'''

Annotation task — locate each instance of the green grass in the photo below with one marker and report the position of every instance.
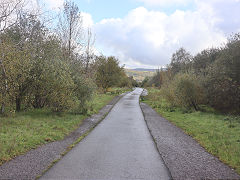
(28, 130)
(219, 134)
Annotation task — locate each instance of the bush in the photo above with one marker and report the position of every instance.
(184, 90)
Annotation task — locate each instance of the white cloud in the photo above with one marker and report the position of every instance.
(53, 4)
(87, 20)
(150, 37)
(164, 3)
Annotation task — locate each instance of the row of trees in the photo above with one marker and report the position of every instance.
(54, 69)
(212, 77)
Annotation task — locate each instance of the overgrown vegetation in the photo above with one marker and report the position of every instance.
(50, 80)
(217, 133)
(211, 78)
(201, 95)
(57, 70)
(28, 130)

'''

• [EXERCISE PROMPT]
Write out all the lines above again, switching every "marker" to "pin" and keeping everything else the same. Leave the pictures out.

• [REPLY]
Annotation task — locate each instance of the green grass in the photo below with one pin and report the position of every instance.
(28, 130)
(219, 134)
Annotation task — locate each instance of the bush in the photo above with one pin and report the position of every instance.
(184, 90)
Annotation task — locate each instance of the white cloud in the photo above with one pin and report the position of every instance.
(53, 4)
(87, 20)
(150, 37)
(164, 3)
Annotation task — locate each instance of the row of trees in the photo above with one pin and report the position of every instance.
(54, 69)
(212, 77)
Annotation task — locate each instance of the overgrown vegetation in the photo above with one pin and report the position of every instance.
(50, 80)
(217, 133)
(211, 78)
(201, 95)
(57, 70)
(28, 130)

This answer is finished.